PROBLEM
Print nothing except the lines of the listing below from the line with "Query: stone pavement" to the line with "256, row 377.", each exactly as written, both ends included.

AVAILABLE DATA
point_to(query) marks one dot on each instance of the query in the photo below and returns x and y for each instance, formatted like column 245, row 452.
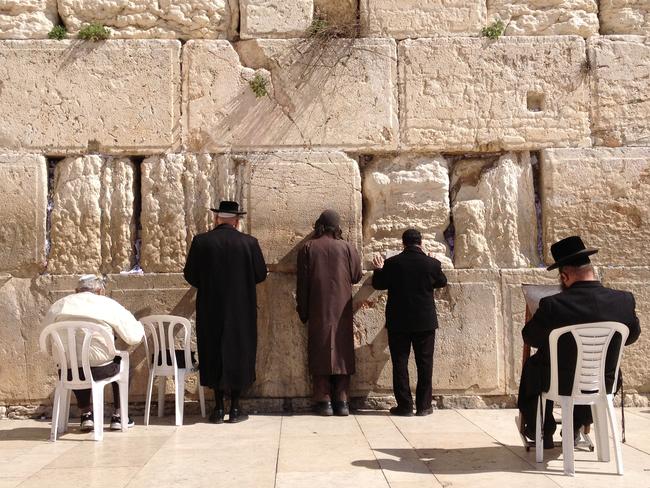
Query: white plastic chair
column 592, row 341
column 69, row 332
column 164, row 365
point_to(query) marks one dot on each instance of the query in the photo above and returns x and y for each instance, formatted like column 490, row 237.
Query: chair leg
column 616, row 434
column 98, row 411
column 56, row 417
column 180, row 395
column 147, row 404
column 539, row 427
column 567, row 435
column 202, row 400
column 599, row 414
column 161, row 395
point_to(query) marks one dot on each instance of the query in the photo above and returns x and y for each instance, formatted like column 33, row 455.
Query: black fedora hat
column 229, row 207
column 570, row 250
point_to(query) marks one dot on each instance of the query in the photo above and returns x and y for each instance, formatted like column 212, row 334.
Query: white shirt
column 100, row 310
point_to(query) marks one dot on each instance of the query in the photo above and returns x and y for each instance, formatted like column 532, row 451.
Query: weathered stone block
column 602, row 195
column 287, row 191
column 74, row 96
column 27, row 19
column 273, row 18
column 493, row 204
column 178, row 191
column 474, row 94
column 469, row 355
column 180, row 19
column 311, row 87
column 621, row 82
column 514, row 316
column 546, row 17
column 282, row 369
column 635, row 366
column 93, row 221
column 402, row 192
column 421, row 18
column 23, row 183
column 624, row 17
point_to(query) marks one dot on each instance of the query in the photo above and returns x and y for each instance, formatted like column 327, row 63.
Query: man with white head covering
column 89, row 304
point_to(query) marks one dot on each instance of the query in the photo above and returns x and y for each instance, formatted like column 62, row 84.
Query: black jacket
column 225, row 265
column 410, row 278
column 583, row 302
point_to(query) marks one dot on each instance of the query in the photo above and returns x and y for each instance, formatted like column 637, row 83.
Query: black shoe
column 324, row 409
column 401, row 411
column 216, row 417
column 236, row 416
column 341, row 408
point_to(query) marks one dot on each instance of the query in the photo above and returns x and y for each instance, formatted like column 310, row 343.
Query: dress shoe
column 236, row 416
column 216, row 417
column 341, row 408
column 401, row 412
column 324, row 409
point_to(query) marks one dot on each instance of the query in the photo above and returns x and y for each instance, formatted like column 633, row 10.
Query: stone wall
column 396, row 113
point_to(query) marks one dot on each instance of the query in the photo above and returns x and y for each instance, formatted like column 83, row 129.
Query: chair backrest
column 592, row 342
column 161, row 328
column 69, row 333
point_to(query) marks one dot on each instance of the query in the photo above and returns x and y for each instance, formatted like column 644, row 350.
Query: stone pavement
column 451, row 448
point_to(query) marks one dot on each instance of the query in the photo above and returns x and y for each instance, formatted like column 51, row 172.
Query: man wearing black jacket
column 410, row 278
column 583, row 300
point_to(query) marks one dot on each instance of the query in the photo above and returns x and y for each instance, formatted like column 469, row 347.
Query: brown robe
column 327, row 269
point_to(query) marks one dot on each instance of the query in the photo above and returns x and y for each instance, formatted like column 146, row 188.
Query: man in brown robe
column 328, row 266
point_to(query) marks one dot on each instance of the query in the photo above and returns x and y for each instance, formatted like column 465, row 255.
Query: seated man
column 583, row 299
column 89, row 304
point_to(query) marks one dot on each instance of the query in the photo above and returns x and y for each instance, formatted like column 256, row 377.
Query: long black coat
column 225, row 265
column 583, row 302
column 410, row 278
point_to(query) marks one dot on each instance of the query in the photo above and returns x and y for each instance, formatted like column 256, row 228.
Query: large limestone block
column 67, row 97
column 275, row 18
column 602, row 195
column 620, row 69
column 339, row 94
column 178, row 191
column 93, row 219
column 23, row 186
column 402, row 192
column 514, row 316
column 624, row 17
column 635, row 365
column 546, row 17
column 27, row 19
column 493, row 205
column 469, row 355
column 282, row 368
column 421, row 18
column 287, row 191
column 474, row 94
column 178, row 19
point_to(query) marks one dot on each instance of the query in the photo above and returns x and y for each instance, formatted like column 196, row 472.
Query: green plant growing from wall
column 94, row 32
column 259, row 86
column 495, row 30
column 58, row 32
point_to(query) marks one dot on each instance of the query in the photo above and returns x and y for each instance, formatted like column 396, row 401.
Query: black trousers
column 423, row 344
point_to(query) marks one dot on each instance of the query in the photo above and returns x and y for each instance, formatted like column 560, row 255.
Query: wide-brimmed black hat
column 228, row 207
column 570, row 251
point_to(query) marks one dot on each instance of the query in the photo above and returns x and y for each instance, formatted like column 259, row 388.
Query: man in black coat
column 583, row 300
column 411, row 320
column 225, row 265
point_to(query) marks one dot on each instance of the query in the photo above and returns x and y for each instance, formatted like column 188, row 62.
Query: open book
column 534, row 293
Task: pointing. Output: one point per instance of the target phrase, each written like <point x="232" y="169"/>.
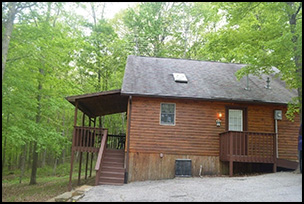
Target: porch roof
<point x="100" y="103"/>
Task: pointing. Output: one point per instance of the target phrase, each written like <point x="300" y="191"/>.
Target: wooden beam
<point x="79" y="172"/>
<point x="73" y="143"/>
<point x="128" y="138"/>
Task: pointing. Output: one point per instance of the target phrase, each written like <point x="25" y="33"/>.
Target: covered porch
<point x="90" y="136"/>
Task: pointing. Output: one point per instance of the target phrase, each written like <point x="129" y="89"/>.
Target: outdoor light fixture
<point x="218" y="121"/>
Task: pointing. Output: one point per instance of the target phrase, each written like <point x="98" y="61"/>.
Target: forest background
<point x="51" y="51"/>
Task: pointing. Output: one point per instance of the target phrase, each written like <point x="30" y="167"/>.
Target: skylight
<point x="180" y="77"/>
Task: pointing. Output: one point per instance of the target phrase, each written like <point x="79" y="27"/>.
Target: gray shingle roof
<point x="153" y="76"/>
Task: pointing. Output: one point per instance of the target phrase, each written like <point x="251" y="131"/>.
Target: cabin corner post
<point x="274" y="153"/>
<point x="129" y="109"/>
<point x="73" y="143"/>
<point x="231" y="154"/>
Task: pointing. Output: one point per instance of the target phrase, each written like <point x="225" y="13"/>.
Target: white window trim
<point x="242" y="119"/>
<point x="174" y="114"/>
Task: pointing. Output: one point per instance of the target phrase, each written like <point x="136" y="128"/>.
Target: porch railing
<point x="87" y="139"/>
<point x="243" y="146"/>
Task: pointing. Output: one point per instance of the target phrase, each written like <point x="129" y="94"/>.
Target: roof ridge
<point x="188" y="59"/>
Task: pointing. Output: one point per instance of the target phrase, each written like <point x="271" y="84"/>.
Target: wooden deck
<point x="93" y="140"/>
<point x="251" y="147"/>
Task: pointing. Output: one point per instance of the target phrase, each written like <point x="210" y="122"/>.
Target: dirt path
<point x="273" y="187"/>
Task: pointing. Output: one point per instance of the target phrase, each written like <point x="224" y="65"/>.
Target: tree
<point x="263" y="35"/>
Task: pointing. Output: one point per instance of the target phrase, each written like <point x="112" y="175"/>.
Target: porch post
<point x="92" y="155"/>
<point x="73" y="143"/>
<point x="274" y="154"/>
<point x="231" y="154"/>
<point x="87" y="159"/>
<point x="79" y="172"/>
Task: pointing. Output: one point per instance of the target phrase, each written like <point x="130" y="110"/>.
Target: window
<point x="180" y="77"/>
<point x="167" y="113"/>
<point x="235" y="120"/>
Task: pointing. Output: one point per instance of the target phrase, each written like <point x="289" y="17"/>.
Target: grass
<point x="47" y="187"/>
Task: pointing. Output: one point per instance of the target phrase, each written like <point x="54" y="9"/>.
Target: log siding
<point x="195" y="135"/>
<point x="195" y="131"/>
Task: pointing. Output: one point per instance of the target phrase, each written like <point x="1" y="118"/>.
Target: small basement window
<point x="167" y="113"/>
<point x="180" y="77"/>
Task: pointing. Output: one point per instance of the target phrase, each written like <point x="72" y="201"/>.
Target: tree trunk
<point x="297" y="55"/>
<point x="34" y="165"/>
<point x="23" y="157"/>
<point x="7" y="33"/>
<point x="38" y="118"/>
<point x="4" y="146"/>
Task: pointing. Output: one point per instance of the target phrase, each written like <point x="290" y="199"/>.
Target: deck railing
<point x="87" y="139"/>
<point x="248" y="146"/>
<point x="100" y="157"/>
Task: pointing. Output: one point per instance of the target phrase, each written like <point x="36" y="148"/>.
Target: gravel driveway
<point x="272" y="187"/>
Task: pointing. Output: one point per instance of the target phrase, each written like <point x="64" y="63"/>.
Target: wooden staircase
<point x="112" y="170"/>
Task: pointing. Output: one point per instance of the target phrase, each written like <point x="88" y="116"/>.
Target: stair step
<point x="110" y="183"/>
<point x="112" y="174"/>
<point x="112" y="164"/>
<point x="113" y="168"/>
<point x="111" y="179"/>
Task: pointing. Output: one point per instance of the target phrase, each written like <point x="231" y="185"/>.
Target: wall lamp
<point x="218" y="120"/>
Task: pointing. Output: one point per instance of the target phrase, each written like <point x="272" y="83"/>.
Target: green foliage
<point x="55" y="52"/>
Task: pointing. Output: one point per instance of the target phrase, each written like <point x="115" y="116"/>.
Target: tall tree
<point x="263" y="35"/>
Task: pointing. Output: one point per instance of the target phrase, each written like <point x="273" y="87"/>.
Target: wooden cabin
<point x="192" y="110"/>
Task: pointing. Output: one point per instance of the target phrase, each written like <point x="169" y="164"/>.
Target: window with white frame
<point x="235" y="120"/>
<point x="167" y="113"/>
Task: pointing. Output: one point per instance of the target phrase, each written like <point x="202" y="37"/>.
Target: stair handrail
<point x="100" y="155"/>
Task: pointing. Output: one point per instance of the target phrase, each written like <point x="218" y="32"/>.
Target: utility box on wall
<point x="278" y="114"/>
<point x="183" y="167"/>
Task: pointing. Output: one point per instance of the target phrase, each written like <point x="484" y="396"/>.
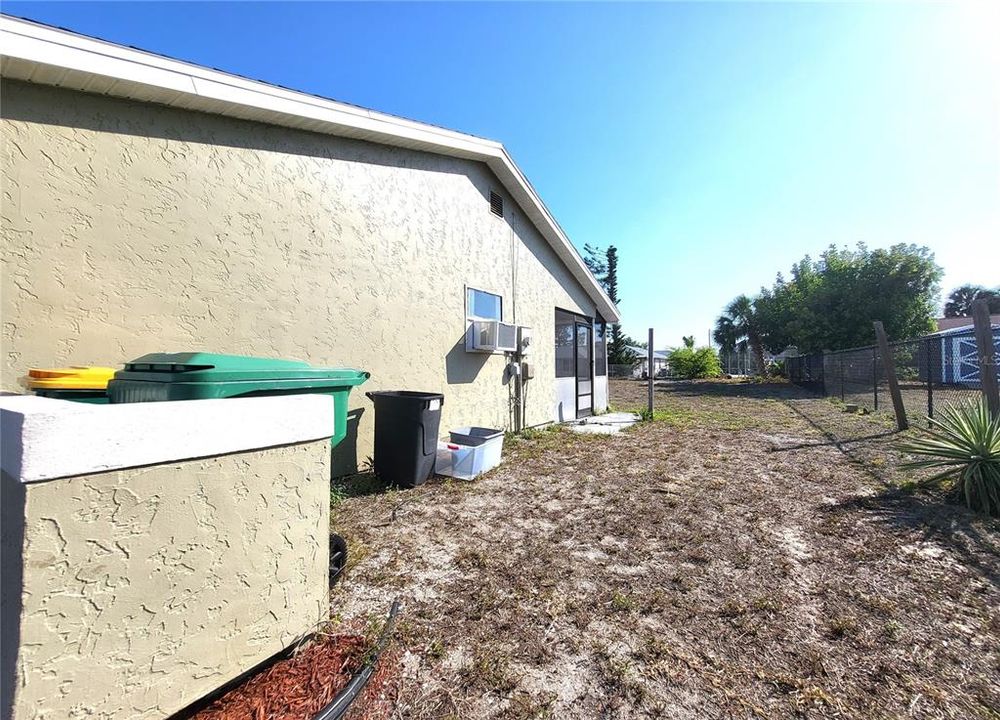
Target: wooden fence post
<point x="890" y="375"/>
<point x="649" y="361"/>
<point x="987" y="361"/>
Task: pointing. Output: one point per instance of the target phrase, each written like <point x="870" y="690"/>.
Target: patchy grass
<point x="752" y="552"/>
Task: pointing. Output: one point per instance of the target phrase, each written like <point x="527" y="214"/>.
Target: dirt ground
<point x="751" y="552"/>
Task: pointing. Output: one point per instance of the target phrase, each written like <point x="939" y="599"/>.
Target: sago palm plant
<point x="965" y="443"/>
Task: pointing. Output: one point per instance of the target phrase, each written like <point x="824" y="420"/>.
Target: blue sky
<point x="714" y="144"/>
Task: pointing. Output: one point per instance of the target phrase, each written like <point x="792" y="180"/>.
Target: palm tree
<point x="740" y="325"/>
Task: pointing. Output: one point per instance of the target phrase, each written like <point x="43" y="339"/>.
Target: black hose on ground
<point x="339" y="706"/>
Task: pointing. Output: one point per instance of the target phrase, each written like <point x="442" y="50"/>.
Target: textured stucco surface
<point x="130" y="228"/>
<point x="144" y="589"/>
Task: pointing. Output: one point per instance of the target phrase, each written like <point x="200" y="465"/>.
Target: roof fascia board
<point x="164" y="80"/>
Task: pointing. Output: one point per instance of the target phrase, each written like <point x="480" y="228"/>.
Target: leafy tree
<point x="830" y="303"/>
<point x="741" y="323"/>
<point x="686" y="362"/>
<point x="618" y="346"/>
<point x="594" y="259"/>
<point x="960" y="300"/>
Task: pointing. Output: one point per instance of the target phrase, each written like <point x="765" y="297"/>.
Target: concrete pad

OUTPUT FOR THIS TASK
Query: stone pavement
column 451, row 448
point_to(query) marks one dot on each instance of the query in the photo above and returns x and y for each instance, formatted like column 51, row 172.
Query: man wearing black jacket
column 410, row 278
column 583, row 300
point_to(query) marks one dot on each instance of the query in the photo above and returns x and y for each instance, formatted like column 469, row 347.
Query: brown robe
column 327, row 269
point_to(query) marks one dot on each instance of the query in the photo above and returns x and y for each instance, formatted like column 146, row 188.
Query: man in brown robe
column 328, row 266
point_to(query) marks one dot on each instance of the query in the photo above and returns x and y for each instance, formatted like column 465, row 255.
Query: seated man
column 583, row 299
column 89, row 304
point_to(query) marks one dot on each instance of the query in the photo above and returns x and y for each instance, formatted like column 256, row 377.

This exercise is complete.